# Apply for a Line of Credit



## younginvestor (Jan 27, 2011)

Hey Guys,

I'm looking into signing up for a line of credit just incase I'm in need of cash sometime in the future. I've been trying to look around for rates to compare banks but haven't been able to locate posted rates for most of the big banks. ScotiaBank was the only one that I was able to locate at Prime +1% but the others it seems you need to apply to get the rate.

I know I have a credit rating above 700+ but I don't have any property to use to secure the line of credit.

Any suggestions as to who would be good to look at for getting the best rate?

Thanks guys!


----------



## the-royal-mail (Dec 11, 2009)

Prime + 1? Wow that's amazing. Best I could do at RBC was prime + about 3.35%. Longtime customer too, they raised the rates a couple of years ago and were very inflexible on it. What can you do? I always treat these as a privilege. They can disappear and change the rates anytime. Keep shopping around, probably your best bet.

P.S. Do you have any of your own cash saved for rainy day? This is preferable to racking up debt during bad times. Keep cash on hand in case you need it, as the LOC may not be available when you need it most. Don't learn that lesson the hard way. IMHO.

Segmentation data

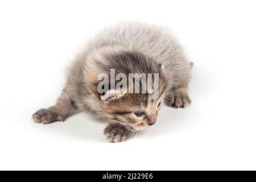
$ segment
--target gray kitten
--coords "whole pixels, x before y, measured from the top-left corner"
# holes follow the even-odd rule
[[[190,104],[191,66],[168,29],[138,22],[109,27],[88,43],[70,67],[55,105],[38,110],[32,119],[48,124],[65,119],[73,111],[85,110],[110,122],[104,130],[109,141],[123,141],[156,122],[163,100],[175,107]],[[147,90],[109,93],[109,86],[104,88],[106,92],[100,93],[101,80],[97,77],[102,73],[110,75],[110,69],[127,76],[131,73],[158,73],[157,98],[150,100]],[[141,81],[139,84],[144,86]]]

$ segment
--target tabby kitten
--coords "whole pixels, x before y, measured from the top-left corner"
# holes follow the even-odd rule
[[[167,28],[138,22],[109,27],[88,43],[69,68],[65,85],[56,104],[38,110],[32,119],[48,124],[63,121],[74,111],[86,111],[110,122],[104,133],[110,142],[125,140],[135,131],[156,122],[163,101],[177,108],[190,104],[188,86],[191,66]],[[99,75],[111,77],[110,69],[114,70],[115,78],[119,73],[127,76],[123,83],[128,86],[123,84],[117,89],[119,81],[114,80],[113,87],[109,77],[102,84]],[[141,77],[129,80],[130,73],[158,74],[158,79],[151,79],[154,85],[157,82],[155,97],[150,98],[152,93]],[[136,80],[140,92],[130,93]],[[99,92],[99,88],[104,92]]]

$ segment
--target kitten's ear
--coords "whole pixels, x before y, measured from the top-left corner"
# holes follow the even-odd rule
[[[125,90],[122,89],[110,89],[108,90],[104,95],[101,96],[101,100],[103,102],[107,104],[110,101],[114,100],[123,96],[125,93]]]

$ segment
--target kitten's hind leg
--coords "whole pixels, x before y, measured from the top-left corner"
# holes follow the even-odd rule
[[[104,129],[104,135],[110,142],[125,141],[133,136],[134,131],[118,123],[110,123]]]
[[[63,121],[73,109],[72,100],[65,91],[63,91],[54,106],[39,110],[32,115],[32,119],[43,124]]]
[[[188,88],[182,87],[172,89],[165,97],[167,106],[176,108],[186,107],[191,103],[191,100],[188,94]]]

### Task directions
Reproduce the line of credit thread starting with "I'm looking into" and going on through "get the rate.", with every "banks" changed to "lenders".

### Response
I'm looking into signing up for a line of credit just incase I'm in need of cash sometime in the future. I've been trying to look around for rates to compare lenders but haven't been able to locate posted rates for most of the big lenders. ScotiaBank was the only one that I was able to locate at Prime +1% but the others it seems you need to apply to get the rate.